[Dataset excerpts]

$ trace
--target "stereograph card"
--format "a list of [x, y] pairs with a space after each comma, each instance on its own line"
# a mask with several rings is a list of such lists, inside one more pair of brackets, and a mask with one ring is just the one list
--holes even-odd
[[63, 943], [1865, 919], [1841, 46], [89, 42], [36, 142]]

# Try it:
Please copy each record shown above exactly.

# Exercise answer:
$ trace
--target "stereograph card"
--format "a list of [x, y] pairs with a space after each comma, each instance on its own line"
# a mask with several rings is a list of such lists, inside one more pair of brackets, and a mask with one ring is just the one list
--holes even-odd
[[63, 943], [1865, 919], [1841, 46], [89, 42], [36, 142]]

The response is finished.